═══ BAGIAN TEKS

Ambisi Pemerintah Provinsi Jawa Barat untuk mencapai swasembada pangan pada 2023 terkendala menyempitnya lahan pertanian, kesuburan tanah, dan persoalan iklim.
Oleh
ABDULLAH FIKRI ASHRI
·3 menit baca
INDRAMAYU, KOMPAS — Ambisi Pemerintah Provinsi Jawa Barat untuk mencapai swasembada pangan pada 2023 terkendala menyempitnya lahan pertanian, kesuburan tanah, dan persoalan iklim. Inovasi dalam produksi hingga pengolahan hasil pertanian dibutuhkan demi tercapainya swasembada pangan.

══════
═══ DAFTAR YANG DIBERIKAN

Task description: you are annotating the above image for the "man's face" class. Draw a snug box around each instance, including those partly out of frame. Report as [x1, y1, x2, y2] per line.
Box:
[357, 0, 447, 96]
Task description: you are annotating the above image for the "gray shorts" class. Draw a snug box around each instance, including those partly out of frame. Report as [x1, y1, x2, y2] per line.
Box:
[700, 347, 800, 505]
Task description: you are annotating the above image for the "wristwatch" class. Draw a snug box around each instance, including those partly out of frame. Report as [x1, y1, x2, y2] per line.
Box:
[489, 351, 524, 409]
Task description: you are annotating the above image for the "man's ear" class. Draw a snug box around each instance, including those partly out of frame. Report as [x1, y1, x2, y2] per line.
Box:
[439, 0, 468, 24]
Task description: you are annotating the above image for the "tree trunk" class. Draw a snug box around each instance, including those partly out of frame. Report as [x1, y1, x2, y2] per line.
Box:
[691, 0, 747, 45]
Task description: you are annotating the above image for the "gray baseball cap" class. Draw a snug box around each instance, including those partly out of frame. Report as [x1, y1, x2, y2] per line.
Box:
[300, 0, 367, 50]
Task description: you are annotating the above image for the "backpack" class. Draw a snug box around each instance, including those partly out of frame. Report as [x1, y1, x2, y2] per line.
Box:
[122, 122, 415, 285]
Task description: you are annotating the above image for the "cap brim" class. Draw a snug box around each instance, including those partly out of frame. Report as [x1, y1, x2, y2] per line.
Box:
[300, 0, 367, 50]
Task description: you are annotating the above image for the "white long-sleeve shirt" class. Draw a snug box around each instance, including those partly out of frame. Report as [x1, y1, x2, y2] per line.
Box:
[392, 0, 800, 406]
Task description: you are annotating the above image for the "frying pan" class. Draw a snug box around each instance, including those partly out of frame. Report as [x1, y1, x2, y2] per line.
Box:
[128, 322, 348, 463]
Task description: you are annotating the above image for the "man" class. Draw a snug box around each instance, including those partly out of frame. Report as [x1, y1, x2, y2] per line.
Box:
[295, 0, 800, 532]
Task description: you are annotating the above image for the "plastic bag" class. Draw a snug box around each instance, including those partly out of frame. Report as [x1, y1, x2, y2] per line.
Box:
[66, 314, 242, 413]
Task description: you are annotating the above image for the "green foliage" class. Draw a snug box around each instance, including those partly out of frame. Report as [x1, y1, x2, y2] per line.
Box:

══════

◆ **TINDAKAN YANG DIPERLUKAN**:
Ambil seluruh teks tentang swasembada pangan Jawa Barat di atas, lalu tuliskan kembali kata demi kata tanpa perubahan.

◆ **JAWABAN**:
Ambisi Pemerintah Provinsi Jawa Barat untuk mencapai swasembada pangan pada 2023 terkendala menyempitnya lahan pertanian, kesuburan tanah, dan persoalan iklim.
Oleh
ABDULLAH FIKRI ASHRI
·3 menit baca
INDRAMAYU, KOMPAS — Ambisi Pemerintah Provinsi Jawa Barat untuk mencapai swasembada pangan pada 2023 terkendala menyempitnya lahan pertanian, kesuburan tanah, dan persoalan iklim. Inovasi dalam produksi hingga pengolahan hasil pertanian dibutuhkan demi tercapainya swasembada pangan.